#### The exercise:
Arrange every line of the records below as a numbered list, omitting blank lines. Leave the pictures out of your answer.
─── Data in this exercise ───
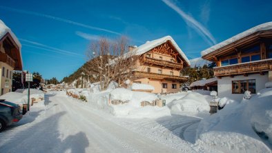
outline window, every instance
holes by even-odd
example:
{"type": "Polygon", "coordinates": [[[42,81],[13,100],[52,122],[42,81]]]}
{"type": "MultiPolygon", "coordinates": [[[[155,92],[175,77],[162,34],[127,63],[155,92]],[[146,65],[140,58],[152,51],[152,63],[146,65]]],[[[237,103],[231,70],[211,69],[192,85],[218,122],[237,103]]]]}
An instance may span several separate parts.
{"type": "Polygon", "coordinates": [[[167,88],[167,83],[162,83],[162,88],[167,88]]]}
{"type": "Polygon", "coordinates": [[[148,72],[148,73],[150,72],[150,68],[147,68],[147,72],[148,72]]]}
{"type": "Polygon", "coordinates": [[[5,67],[2,68],[2,76],[5,76],[5,67]]]}
{"type": "Polygon", "coordinates": [[[226,66],[231,64],[238,63],[238,59],[234,58],[231,59],[226,59],[221,61],[221,66],[226,66]]]}
{"type": "Polygon", "coordinates": [[[255,54],[251,56],[251,61],[255,61],[260,59],[261,57],[260,56],[260,54],[255,54]]]}
{"type": "Polygon", "coordinates": [[[242,53],[251,53],[254,52],[260,52],[260,45],[258,44],[256,45],[251,46],[249,48],[246,48],[242,50],[242,53]]]}
{"type": "Polygon", "coordinates": [[[267,59],[272,59],[272,44],[268,45],[266,52],[267,59]]]}
{"type": "Polygon", "coordinates": [[[249,56],[242,57],[242,63],[249,62],[249,61],[251,61],[251,57],[249,56]]]}
{"type": "Polygon", "coordinates": [[[238,59],[234,58],[229,59],[229,65],[238,63],[238,59]]]}
{"type": "Polygon", "coordinates": [[[244,94],[245,91],[249,90],[251,94],[256,93],[255,80],[239,80],[233,81],[233,94],[244,94]]]}
{"type": "Polygon", "coordinates": [[[229,59],[221,61],[222,66],[229,65],[229,59]]]}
───
#### Output below:
1. outline window, every instance
2. holes by even-odd
3. example:
4. {"type": "Polygon", "coordinates": [[[42,81],[13,100],[52,122],[42,81]]]}
5. {"type": "MultiPolygon", "coordinates": [[[[155,92],[175,77],[162,34],[127,63],[155,92]],[[146,65],[140,58],[152,51],[152,63],[146,65]]],[[[237,103],[231,70],[211,69],[192,85],[218,122],[237,103]]]]}
6. An instance may span several separate parts.
7. {"type": "Polygon", "coordinates": [[[167,88],[167,83],[162,83],[162,88],[167,88]]]}
8. {"type": "Polygon", "coordinates": [[[148,72],[148,73],[150,72],[150,68],[147,68],[147,72],[148,72]]]}
9. {"type": "Polygon", "coordinates": [[[5,67],[2,68],[2,76],[5,76],[5,67]]]}
10. {"type": "Polygon", "coordinates": [[[226,66],[231,64],[238,63],[238,59],[234,58],[231,59],[226,59],[221,61],[221,66],[226,66]]]}
11. {"type": "Polygon", "coordinates": [[[255,54],[251,56],[251,61],[255,61],[260,59],[261,57],[260,56],[260,54],[255,54]]]}
12. {"type": "Polygon", "coordinates": [[[242,53],[251,53],[254,52],[260,52],[260,45],[258,44],[256,45],[251,46],[249,48],[246,48],[242,50],[242,53]]]}
13. {"type": "Polygon", "coordinates": [[[267,59],[272,59],[272,44],[268,45],[266,52],[267,59]]]}
14. {"type": "Polygon", "coordinates": [[[249,56],[242,57],[242,63],[249,62],[249,61],[251,61],[251,57],[249,56]]]}
15. {"type": "Polygon", "coordinates": [[[238,59],[234,58],[229,59],[229,65],[238,63],[238,59]]]}
16. {"type": "Polygon", "coordinates": [[[244,94],[245,91],[249,90],[251,94],[256,93],[255,80],[239,80],[233,81],[233,94],[244,94]]]}
17. {"type": "Polygon", "coordinates": [[[229,59],[221,61],[222,66],[229,65],[229,59]]]}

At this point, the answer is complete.